____ Dataset

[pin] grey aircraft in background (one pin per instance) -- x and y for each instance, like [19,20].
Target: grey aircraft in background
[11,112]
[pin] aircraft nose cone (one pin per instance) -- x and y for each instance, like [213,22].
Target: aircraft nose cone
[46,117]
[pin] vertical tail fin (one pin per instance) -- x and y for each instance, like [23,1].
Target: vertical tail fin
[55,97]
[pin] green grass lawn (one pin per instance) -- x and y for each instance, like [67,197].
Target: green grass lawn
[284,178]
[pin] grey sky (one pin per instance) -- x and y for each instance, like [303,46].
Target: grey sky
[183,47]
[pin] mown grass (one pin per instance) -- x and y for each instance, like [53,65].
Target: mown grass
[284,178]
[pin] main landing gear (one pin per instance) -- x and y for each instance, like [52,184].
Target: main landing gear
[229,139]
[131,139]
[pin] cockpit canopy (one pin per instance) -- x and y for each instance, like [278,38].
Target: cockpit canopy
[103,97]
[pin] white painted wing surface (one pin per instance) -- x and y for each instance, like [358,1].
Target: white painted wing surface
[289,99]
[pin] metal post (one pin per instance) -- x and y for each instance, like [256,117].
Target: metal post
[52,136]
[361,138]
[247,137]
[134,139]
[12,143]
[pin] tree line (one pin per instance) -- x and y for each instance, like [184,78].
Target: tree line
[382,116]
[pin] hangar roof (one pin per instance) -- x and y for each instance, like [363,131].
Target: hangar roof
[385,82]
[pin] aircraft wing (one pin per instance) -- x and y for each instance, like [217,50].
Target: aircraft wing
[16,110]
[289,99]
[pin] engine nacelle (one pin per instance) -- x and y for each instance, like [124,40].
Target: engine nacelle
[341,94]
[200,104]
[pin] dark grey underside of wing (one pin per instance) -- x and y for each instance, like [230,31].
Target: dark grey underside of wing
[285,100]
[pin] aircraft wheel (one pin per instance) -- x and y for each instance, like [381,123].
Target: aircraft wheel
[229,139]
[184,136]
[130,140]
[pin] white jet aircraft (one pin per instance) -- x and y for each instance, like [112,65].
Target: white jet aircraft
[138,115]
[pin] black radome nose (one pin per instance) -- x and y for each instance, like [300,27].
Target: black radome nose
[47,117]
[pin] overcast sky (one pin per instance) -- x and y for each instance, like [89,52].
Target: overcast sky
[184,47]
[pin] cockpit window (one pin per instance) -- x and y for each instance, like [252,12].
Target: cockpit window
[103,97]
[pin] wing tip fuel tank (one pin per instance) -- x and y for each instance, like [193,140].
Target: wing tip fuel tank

________
____ Dataset

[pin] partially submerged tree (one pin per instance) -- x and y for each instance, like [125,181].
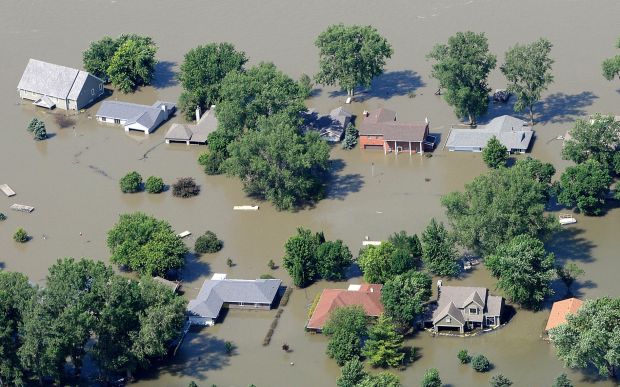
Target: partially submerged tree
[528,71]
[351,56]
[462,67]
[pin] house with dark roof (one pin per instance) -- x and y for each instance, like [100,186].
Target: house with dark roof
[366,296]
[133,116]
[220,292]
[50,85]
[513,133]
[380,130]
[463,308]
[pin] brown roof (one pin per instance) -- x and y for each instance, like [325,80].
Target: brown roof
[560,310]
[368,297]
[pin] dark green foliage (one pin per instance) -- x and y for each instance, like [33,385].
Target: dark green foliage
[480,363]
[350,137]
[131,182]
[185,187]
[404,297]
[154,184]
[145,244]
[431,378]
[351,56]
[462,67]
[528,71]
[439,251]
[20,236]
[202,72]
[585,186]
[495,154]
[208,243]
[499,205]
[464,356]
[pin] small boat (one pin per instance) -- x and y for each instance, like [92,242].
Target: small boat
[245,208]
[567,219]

________

§ Brief
Looking at the material above, how many lines hold the word "fuel"? Only the number, please.

§ Solution to this problem
2